[Task input Boundary: Start]

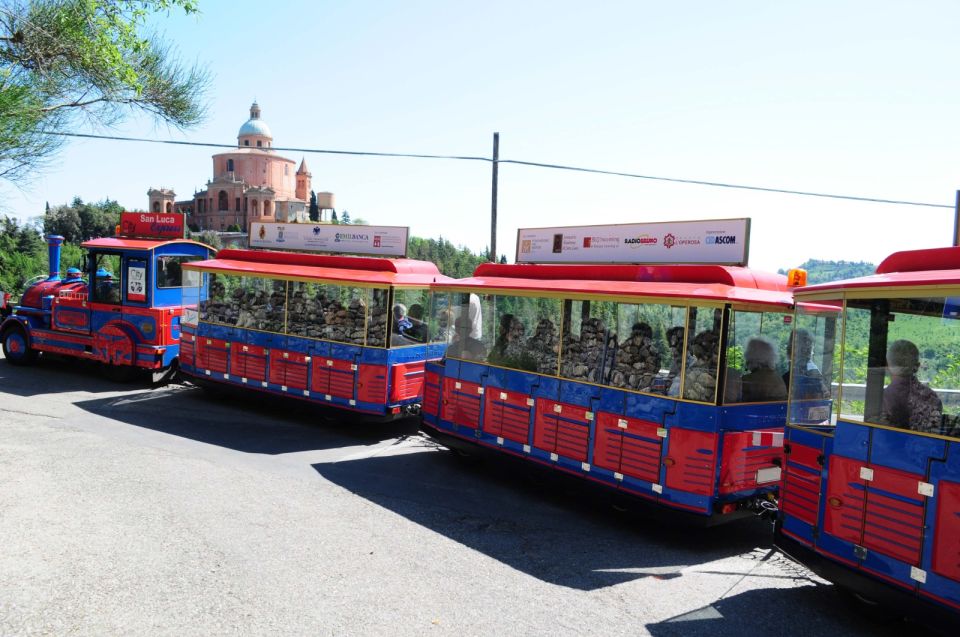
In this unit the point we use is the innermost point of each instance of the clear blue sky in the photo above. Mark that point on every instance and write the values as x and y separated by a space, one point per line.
849 97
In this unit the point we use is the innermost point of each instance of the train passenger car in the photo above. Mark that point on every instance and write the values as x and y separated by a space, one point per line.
664 382
344 331
871 487
123 310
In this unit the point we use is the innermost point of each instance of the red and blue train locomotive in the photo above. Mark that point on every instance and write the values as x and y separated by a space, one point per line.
664 382
871 487
122 310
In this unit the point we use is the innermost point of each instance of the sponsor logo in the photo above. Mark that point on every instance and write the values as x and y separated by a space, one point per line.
350 236
721 239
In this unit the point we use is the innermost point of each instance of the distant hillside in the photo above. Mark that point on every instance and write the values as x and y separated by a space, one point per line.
823 271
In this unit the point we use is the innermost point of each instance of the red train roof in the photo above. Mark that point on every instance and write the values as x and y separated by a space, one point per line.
135 244
710 282
369 270
932 266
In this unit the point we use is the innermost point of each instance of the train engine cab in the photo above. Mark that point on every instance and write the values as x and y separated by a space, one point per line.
871 489
122 309
344 331
660 382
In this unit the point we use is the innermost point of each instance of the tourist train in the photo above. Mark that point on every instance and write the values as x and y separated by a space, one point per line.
122 309
343 331
870 497
663 382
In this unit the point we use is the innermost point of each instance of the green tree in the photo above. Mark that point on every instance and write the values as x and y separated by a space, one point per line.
66 61
81 221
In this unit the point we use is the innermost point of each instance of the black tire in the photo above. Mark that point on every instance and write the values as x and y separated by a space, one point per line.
16 346
119 373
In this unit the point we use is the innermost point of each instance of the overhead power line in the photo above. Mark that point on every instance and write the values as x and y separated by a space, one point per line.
357 153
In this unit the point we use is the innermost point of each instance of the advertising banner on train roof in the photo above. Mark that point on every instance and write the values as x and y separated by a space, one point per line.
152 225
381 241
717 241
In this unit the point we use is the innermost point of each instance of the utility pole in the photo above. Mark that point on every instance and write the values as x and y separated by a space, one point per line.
493 199
956 221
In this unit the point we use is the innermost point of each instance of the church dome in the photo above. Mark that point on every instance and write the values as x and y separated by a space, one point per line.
255 125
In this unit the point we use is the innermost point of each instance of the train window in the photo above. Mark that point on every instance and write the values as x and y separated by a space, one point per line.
899 366
588 340
106 282
217 307
377 323
702 354
169 271
757 367
813 374
441 318
644 360
525 336
408 325
304 312
260 304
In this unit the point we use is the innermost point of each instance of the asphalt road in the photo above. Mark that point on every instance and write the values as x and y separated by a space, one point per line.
126 509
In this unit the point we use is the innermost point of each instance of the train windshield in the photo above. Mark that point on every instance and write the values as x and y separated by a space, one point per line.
900 363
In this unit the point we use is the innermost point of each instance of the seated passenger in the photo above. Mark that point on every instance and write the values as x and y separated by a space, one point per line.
402 326
700 375
586 358
808 381
509 350
465 346
106 288
544 346
444 328
761 382
908 403
638 361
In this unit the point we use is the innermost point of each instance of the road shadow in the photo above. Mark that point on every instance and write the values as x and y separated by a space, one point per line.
53 374
560 536
772 612
248 424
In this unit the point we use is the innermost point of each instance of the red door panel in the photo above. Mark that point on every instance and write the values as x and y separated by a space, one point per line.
372 384
800 489
691 461
946 533
561 428
747 452
406 381
431 394
212 354
894 514
846 497
506 414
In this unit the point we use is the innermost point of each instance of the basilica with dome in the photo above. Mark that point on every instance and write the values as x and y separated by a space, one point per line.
250 183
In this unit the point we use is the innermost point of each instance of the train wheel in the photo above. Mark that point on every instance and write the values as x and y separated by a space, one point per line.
165 375
16 347
119 373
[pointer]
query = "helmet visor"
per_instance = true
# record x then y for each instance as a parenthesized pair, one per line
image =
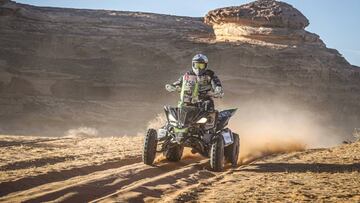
(199, 66)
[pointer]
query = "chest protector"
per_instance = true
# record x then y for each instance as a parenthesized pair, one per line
(189, 90)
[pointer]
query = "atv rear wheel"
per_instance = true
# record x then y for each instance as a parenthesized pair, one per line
(232, 151)
(174, 153)
(217, 155)
(149, 149)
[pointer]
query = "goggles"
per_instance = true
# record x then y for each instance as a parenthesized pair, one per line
(200, 66)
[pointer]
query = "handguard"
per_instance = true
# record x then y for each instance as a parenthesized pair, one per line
(172, 88)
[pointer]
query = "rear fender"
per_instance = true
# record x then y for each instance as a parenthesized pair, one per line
(226, 135)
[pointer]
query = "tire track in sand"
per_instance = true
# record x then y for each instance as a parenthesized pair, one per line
(127, 183)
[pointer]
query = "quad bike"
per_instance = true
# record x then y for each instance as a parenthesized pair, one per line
(196, 127)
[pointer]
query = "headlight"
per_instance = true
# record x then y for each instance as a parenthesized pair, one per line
(171, 118)
(202, 120)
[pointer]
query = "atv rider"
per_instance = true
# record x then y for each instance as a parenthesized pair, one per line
(198, 85)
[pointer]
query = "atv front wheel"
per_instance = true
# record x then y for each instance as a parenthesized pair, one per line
(149, 149)
(174, 153)
(217, 155)
(232, 151)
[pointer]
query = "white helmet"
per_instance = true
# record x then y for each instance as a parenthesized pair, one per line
(199, 64)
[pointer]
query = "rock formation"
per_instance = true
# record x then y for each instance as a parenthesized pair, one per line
(65, 68)
(262, 21)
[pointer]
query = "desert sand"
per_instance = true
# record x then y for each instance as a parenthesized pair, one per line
(79, 169)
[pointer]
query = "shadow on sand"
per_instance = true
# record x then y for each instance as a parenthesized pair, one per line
(303, 168)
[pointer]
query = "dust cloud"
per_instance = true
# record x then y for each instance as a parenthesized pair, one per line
(82, 132)
(275, 127)
(271, 127)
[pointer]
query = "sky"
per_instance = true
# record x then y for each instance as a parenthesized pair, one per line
(336, 22)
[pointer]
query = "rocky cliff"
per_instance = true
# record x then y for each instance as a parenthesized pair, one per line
(64, 68)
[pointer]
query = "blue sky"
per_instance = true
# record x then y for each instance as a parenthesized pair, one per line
(337, 22)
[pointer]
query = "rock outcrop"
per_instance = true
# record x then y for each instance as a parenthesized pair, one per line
(262, 21)
(65, 68)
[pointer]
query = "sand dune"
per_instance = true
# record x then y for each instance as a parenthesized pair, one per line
(110, 170)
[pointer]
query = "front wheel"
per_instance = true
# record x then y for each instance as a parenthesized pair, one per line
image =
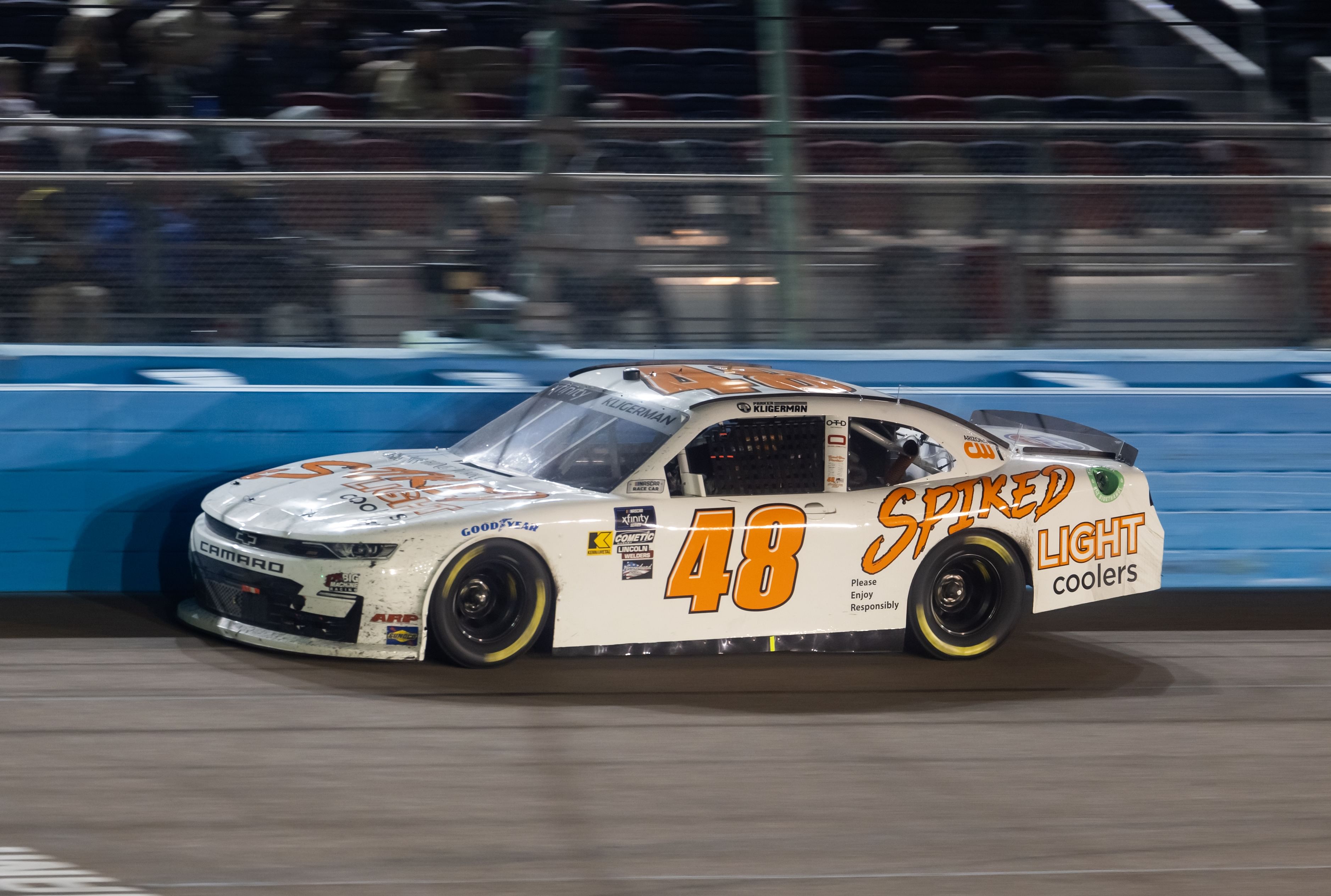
(492, 604)
(967, 597)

[Task input Boundary: End]

▶ _Exercise_
Every line above goes into your copy exactly; no images go in.

▶ _Answer space_
In this unit the point we use is the innermost point of each instance of the clear blue sky in the photo above. Mark that point on every instance and write the values as x and y separated by a space, one point per line.
849 97
In this unit the point we use is the innermost point of each instance of the train passenger car in the photo above. Mark that point on every instance and write the values as x and y separated by a space, one point per line.
664 382
344 331
871 487
123 310
In this unit the point we use is the innermost point of each instance of the red and blue train locomotive in the photo above. Mark that point on every instance and write the values as x and y separated by a space, one point per line.
664 382
871 487
122 310
In this unit the point we use is the innermost point of each instance of the sponsor logo in the photo above. Mark that point on every instance and write the values as x and y separated by a space, one point per line.
350 236
721 239
In this unit the point we use is the innermost point of each instance of the distant hillside in the photo above. Mark that point on every instance and write the values as x and y separated by a space, one point per line.
823 271
In this unit the point we use is the innermost point of each instance of the red train roof in the photo above. Mark that point on every instance and write the values as x and y separated by a space, one point per line.
135 244
710 282
369 270
932 266
In this unit the point we use is the innermost point of each instance of the train engine cab in the photo above. Mark that point on every instance and write the values as x and y separated by a space, one point per line.
871 489
122 309
344 331
660 382
In this unit the point we use is the innermost point of each instance of the tourist train in the photo above. Mark that point on every instance and write the values as x and y separated by a space, one point per line.
122 309
343 331
870 497
663 382
In this unit the point we use is the innermost point of each instance of the green tree in the photo above. Mark that point on every instance and write the values as x and y separated by a space, one point per line.
66 61
81 221
In this unit the point we use is the innermost point of each instance of the black tire in the photo above. Mark that point on every instance and write the values as x and y separated by a space, one point per line.
16 346
119 373
In this unit the point we use is the innermost point of each instance of the overhead power line in the photo above. Mark that point on every instance and write the values as x and y separated by a space, one point per line.
357 153
In this unit the point we use is the innermost point of each instance of the advertising banner on train roof in the photo above. Mark that point on every instance and write the values as x and y separated by a space, one point per line.
152 225
381 241
717 241
In this unit the point we use is the innermost point of each instance of the utility pole in the photo above. Mark that point on every instance and write the values as x and y separated by a space, one point per line.
493 199
956 221
In this unit the point we use is the innermost point of each instance of the church dome in the photo above. Mark that point on every instance and write the values as x and y separated by a space, one point per line.
255 125
In this unit the point we use is the innermost point of each instance of the train window in the photo above. Mark that point on every instance and write the values as x and y separated by a space, one point per line.
899 366
588 340
106 282
217 307
377 323
702 354
169 271
757 367
813 374
441 318
644 360
525 336
408 325
304 312
260 304
In this unit the point we use is the innermost point of each instance of the asphalt road in the photo above. Mark that point on every instance and write the values as x and y separated by a space, one point per line.
126 509
In this unit the point we use is the innermost point of each instance of the train windshield in the photo above. Mark that point on every instance and write the values as x and y separated by a space, one point per line.
900 363
In this unit the point we use is the innermost point of each instance of the seated passenger in the photo above. Mark that point on every instance and write the values as x and y separated by a space, one point per line.
402 326
700 375
586 358
808 381
509 350
465 346
106 288
544 346
444 328
761 382
908 403
638 361
In this unit the point we use is the innermost point of each instance of the road shadow in the photo above. Mark that point on every instance and write the values as x and y separated by a space, one point per line.
53 374
560 536
772 612
248 424
In this unit the point we use is the innermost point of each instance of the red door panel in the photo above. Mark that point on every instance and write the values as x and y separated by a space, one point per line.
372 384
800 489
691 461
946 533
561 428
747 452
406 381
431 394
212 354
894 514
846 497
506 414
In this unit the point we use is the innermost point of each instance of the basilica with dome in the photo above. Mark that point on every instance and write the values as x and y separated by a space, one point per line.
250 183
In this unit the point we use is the innermost point of each instance of the train wheel in the photo above. Mark that point on every instance and write the values as x and y separated by a space, one point per line.
165 375
16 347
119 373
[pointer]
query = "helmet visor"
per_instance = true
# record x then y for each instance as a parenthesized pair, one per line
image =
(199, 66)
[pointer]
query = "chest protector"
per_instance = true
# record x then y for each instance as a parenthesized pair, one per line
(189, 90)
[pointer]
query = "atv rear wheel"
per_instance = true
# record x then y for each instance as a parenthesized pair, one per line
(232, 151)
(174, 153)
(217, 155)
(149, 149)
[pointer]
query = "goggles"
per_instance = true
# record x then y for each instance as a parenthesized pair, one per line
(200, 66)
[pointer]
query = "handguard"
per_instance = true
# record x then y for each instance as a parenthesized pair, one per line
(172, 88)
[pointer]
query = "rear fender"
per_instance = true
# record x then y for each instance as a parenthesized pair, one per line
(226, 135)
[pointer]
query = "tire track in sand"
per_instance = true
# record x then y for each instance as a parenthesized pair, one per line
(127, 183)
[pointer]
query = "quad bike"
per_instance = true
# record x then y for each instance as a parenthesized pair, one per line
(196, 127)
[pointer]
query = "headlight"
per_instance = true
# record x then y for each instance as a parenthesized pair, one per line
(171, 118)
(202, 120)
[pointer]
query = "atv rider"
per_instance = true
# record x then y for each instance as a parenthesized pair, one per line
(198, 85)
[pointer]
query = "atv front wheel"
per_instance = true
# record x then y for each instance as a parenthesized pair, one per line
(149, 149)
(174, 153)
(217, 155)
(232, 151)
[pointer]
query = "white helmet"
per_instance = true
# record x then y for each instance as a parenthesized pair, one per line
(199, 64)
[pointer]
query = "rock formation"
per_instance = true
# record x then y for each instance as a parenthesized pair, one per line
(65, 68)
(262, 21)
[pointer]
query = "desert sand"
per_instance = true
# record x then y for each instance as a parenthesized pair, one per line
(79, 169)
[pointer]
query = "shadow on sand"
per_instance = true
# record x then y for each instance as a parenthesized pair, one per line
(303, 168)
[pointer]
query = "dust cloud"
per_instance = true
# record x then y for each instance as a parenthesized pair, one per line
(82, 132)
(275, 127)
(271, 127)
[pointer]
query = "sky"
per_instance = true
# record x then y for each instance as a parenthesized pair, one per line
(336, 22)
[pointer]
query = "rocky cliff"
per_instance = true
# record x then y for each instance as a parenthesized pair, one per line
(64, 68)
[pointer]
query = "blue sky"
per_instance = true
# record x then y for each instance as a parenthesized pair, one per line
(337, 22)
[pointer]
query = "rock outcrop"
per_instance = true
# record x then y for each instance as a parenthesized pair, one per line
(262, 21)
(65, 68)
[pointer]
query = "sand dune"
per_instance = true
# record x then y for each instance as a parenthesized pair, one per line
(110, 170)
[pointer]
query = "front wheel"
per_instance = true
# record x then y for each instance as a parenthesized pair, one per line
image =
(492, 604)
(967, 597)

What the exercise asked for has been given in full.